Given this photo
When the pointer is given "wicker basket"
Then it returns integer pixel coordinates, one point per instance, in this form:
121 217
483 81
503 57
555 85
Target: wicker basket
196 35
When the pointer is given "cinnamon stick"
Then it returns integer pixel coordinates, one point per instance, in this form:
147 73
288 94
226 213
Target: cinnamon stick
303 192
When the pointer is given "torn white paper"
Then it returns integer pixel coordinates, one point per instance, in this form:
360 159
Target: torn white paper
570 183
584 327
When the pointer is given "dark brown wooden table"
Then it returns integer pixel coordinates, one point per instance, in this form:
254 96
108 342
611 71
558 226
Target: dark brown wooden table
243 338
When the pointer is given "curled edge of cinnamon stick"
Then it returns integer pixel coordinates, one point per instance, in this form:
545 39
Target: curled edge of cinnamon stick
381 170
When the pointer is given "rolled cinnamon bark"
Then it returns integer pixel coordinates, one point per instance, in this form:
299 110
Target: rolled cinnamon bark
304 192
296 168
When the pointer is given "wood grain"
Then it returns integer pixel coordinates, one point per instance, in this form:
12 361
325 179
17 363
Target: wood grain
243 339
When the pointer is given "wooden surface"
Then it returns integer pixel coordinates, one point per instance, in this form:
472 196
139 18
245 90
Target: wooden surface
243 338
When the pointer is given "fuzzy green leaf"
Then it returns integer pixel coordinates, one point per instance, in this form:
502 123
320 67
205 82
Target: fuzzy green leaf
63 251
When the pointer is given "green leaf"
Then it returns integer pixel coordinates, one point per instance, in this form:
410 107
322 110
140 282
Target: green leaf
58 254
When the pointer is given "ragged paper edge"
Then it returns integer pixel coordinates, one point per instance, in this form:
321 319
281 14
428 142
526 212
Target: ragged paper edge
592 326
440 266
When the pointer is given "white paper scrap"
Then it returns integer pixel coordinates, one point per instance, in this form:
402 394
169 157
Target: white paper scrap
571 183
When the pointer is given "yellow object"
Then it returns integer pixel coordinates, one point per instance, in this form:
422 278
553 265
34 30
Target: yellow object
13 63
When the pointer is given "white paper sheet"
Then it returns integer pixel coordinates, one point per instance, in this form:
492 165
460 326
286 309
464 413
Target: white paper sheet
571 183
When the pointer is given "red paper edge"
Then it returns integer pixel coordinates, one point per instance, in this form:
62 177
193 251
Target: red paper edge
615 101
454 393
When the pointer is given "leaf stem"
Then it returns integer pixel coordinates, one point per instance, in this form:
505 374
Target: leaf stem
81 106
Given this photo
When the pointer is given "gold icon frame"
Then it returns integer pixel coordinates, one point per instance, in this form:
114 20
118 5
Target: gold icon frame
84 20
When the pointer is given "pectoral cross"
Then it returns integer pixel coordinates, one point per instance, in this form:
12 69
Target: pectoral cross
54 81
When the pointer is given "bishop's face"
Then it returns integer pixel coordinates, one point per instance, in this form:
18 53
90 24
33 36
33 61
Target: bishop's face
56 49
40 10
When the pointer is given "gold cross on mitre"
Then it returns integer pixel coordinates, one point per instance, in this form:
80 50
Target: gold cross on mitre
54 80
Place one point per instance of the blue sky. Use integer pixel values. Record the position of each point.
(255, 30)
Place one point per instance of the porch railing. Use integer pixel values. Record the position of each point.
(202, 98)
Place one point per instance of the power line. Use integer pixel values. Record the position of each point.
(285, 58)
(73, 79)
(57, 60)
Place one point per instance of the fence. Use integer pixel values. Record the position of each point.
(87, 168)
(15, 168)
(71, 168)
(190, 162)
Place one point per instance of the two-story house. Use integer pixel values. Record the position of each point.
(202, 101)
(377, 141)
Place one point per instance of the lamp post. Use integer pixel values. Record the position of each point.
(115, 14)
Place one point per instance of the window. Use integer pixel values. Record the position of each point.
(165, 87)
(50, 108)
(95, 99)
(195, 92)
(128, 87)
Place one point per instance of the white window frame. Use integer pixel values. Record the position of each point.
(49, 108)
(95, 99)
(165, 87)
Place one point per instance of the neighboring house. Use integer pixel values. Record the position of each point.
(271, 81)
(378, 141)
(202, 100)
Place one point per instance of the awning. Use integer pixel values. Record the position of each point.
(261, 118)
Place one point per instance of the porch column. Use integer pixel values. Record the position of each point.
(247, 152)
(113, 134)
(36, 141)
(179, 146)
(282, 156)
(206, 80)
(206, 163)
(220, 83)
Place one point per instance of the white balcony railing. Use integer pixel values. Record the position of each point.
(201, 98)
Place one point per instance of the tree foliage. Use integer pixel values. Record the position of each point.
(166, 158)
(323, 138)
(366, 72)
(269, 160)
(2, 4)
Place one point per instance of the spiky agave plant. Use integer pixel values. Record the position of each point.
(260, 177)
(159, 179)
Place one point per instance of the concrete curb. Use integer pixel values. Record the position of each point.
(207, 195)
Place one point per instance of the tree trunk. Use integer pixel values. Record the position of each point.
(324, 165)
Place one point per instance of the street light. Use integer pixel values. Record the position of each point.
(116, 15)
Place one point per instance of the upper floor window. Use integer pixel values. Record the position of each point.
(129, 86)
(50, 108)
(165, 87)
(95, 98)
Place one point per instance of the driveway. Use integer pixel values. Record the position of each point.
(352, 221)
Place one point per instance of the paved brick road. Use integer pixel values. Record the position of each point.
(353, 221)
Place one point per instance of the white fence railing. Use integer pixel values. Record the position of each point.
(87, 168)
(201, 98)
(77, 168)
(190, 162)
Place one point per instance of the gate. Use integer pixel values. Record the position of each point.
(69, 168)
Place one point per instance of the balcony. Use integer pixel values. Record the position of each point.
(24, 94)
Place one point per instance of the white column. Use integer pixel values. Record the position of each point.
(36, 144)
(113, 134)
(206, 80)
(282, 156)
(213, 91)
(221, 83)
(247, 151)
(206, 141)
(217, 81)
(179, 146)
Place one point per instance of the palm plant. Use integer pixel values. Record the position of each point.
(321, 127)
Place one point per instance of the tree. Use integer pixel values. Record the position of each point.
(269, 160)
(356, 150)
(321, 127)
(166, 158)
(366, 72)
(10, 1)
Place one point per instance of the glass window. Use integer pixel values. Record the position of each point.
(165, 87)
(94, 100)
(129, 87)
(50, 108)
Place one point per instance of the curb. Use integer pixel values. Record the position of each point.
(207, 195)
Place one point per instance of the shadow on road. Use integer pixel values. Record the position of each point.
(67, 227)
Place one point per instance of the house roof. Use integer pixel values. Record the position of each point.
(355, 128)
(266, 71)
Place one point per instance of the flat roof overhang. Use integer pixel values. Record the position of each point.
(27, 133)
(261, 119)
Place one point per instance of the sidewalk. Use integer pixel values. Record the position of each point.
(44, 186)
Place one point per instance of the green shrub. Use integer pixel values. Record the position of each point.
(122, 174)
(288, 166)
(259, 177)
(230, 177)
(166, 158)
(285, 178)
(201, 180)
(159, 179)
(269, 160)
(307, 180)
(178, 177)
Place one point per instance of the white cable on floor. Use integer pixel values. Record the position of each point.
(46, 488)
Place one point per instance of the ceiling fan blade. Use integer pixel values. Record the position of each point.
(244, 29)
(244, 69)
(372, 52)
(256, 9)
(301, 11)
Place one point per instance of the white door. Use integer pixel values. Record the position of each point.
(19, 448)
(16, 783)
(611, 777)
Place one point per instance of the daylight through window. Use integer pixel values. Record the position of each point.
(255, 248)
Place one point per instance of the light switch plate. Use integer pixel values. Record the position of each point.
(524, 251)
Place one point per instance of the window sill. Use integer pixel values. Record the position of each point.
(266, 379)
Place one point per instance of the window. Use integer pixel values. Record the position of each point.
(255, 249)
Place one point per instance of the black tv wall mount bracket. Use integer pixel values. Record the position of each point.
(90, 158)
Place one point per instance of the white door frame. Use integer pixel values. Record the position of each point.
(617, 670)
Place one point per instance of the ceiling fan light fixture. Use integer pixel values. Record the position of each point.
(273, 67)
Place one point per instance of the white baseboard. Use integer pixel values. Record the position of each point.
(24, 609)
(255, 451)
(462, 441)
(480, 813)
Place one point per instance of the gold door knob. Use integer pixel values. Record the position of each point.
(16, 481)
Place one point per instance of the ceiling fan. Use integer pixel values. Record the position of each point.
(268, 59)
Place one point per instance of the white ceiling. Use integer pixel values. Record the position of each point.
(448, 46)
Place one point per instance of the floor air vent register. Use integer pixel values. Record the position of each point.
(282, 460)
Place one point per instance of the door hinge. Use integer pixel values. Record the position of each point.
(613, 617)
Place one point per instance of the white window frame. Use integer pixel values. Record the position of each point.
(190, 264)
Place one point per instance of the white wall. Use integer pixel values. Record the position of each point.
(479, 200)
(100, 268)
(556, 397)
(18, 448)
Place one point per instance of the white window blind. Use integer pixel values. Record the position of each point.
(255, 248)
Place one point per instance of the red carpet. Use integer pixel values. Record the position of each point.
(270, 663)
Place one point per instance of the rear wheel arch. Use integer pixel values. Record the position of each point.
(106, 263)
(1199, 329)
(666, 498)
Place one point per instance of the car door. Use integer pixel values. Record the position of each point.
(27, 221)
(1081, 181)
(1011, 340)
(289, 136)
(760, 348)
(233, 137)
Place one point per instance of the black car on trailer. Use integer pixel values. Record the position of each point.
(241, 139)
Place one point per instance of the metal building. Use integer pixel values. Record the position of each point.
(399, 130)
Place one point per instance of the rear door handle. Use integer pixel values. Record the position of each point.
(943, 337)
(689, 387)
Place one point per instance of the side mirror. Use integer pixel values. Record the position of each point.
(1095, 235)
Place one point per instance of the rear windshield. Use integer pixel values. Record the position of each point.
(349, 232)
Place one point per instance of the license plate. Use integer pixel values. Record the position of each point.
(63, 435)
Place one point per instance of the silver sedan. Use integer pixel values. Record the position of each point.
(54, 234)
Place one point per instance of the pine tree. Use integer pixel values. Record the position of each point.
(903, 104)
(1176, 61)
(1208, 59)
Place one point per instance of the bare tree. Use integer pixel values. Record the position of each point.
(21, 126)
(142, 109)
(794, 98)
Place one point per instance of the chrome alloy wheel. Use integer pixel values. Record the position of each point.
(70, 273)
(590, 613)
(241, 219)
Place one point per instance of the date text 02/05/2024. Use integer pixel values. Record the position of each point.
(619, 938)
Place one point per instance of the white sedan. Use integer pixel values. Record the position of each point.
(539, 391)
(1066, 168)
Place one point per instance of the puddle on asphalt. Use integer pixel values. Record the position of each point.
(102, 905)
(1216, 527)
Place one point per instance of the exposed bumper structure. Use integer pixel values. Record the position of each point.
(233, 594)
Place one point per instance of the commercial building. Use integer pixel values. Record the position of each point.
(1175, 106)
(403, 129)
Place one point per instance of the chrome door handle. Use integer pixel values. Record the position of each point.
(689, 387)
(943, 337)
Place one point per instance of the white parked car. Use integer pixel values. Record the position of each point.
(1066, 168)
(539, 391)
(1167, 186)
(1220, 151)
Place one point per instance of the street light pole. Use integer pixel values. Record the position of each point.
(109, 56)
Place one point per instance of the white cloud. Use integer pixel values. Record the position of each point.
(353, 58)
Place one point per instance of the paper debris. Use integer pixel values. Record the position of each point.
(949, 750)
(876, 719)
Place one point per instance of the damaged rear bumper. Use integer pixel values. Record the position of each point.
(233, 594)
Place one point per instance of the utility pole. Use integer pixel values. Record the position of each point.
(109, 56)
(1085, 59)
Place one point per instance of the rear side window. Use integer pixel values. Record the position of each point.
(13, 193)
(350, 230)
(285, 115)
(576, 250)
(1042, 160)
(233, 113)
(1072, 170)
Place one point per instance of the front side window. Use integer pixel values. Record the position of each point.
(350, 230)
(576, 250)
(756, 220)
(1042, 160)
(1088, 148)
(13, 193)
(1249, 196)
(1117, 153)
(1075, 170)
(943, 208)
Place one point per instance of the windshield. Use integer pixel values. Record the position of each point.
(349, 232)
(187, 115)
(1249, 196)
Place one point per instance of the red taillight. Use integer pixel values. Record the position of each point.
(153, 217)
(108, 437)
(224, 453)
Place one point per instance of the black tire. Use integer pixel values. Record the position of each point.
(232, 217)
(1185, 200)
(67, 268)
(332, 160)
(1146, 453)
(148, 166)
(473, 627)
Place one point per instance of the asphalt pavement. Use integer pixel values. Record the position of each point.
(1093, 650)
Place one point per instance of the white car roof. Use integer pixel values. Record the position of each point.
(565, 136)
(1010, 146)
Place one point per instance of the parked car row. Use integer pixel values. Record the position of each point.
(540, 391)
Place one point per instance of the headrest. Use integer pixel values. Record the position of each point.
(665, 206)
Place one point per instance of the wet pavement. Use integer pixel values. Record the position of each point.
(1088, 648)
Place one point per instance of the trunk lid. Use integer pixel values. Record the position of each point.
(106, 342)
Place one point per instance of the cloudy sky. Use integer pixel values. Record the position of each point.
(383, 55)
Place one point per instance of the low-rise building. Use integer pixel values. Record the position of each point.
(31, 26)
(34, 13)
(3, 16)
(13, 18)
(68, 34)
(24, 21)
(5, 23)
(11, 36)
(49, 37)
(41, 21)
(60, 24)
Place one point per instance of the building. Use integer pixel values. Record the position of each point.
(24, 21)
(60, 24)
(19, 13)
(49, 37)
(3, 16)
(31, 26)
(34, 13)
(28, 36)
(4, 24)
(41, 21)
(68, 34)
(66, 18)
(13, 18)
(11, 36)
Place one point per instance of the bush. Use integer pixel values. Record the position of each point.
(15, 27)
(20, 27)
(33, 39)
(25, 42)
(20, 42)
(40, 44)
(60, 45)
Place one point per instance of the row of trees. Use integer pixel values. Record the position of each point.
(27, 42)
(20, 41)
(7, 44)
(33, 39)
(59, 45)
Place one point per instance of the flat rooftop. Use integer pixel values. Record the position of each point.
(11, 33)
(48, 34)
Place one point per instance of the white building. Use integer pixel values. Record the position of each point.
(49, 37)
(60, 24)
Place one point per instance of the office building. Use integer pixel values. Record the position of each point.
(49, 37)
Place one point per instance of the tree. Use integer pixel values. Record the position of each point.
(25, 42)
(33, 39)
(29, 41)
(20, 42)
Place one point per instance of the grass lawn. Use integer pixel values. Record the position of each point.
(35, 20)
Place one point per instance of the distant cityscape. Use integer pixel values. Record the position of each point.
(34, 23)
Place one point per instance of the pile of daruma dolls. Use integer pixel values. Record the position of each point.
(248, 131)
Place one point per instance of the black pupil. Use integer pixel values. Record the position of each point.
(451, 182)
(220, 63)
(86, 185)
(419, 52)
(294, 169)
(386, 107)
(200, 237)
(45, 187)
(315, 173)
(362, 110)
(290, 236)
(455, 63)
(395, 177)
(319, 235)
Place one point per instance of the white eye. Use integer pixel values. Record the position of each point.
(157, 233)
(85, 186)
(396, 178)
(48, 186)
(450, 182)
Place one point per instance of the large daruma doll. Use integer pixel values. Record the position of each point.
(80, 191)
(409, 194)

▸ **THE TASK**
After finding the line that contains "Place one point per instance of the pile" in the records above, copy that line and each one after it exactly, through the final line.

▸ **ANSWER SPACE**
Place one point per instance of the pile of daruma dolls. Use integer pixel values. Record the position of each point.
(248, 131)
Place one point per instance of the black pupil. Use integer pixel values. Record the position of each point.
(451, 182)
(220, 63)
(86, 185)
(419, 52)
(294, 169)
(386, 107)
(200, 237)
(45, 187)
(315, 173)
(362, 110)
(290, 236)
(455, 63)
(395, 177)
(319, 235)
Place one point per instance of the white eye. Use integer pixel values. Record the position of each point.
(157, 233)
(85, 186)
(396, 178)
(48, 186)
(450, 182)
Place one point per instance of the large daruma doll. Use integer pixel values. Record the position of each point.
(80, 191)
(409, 194)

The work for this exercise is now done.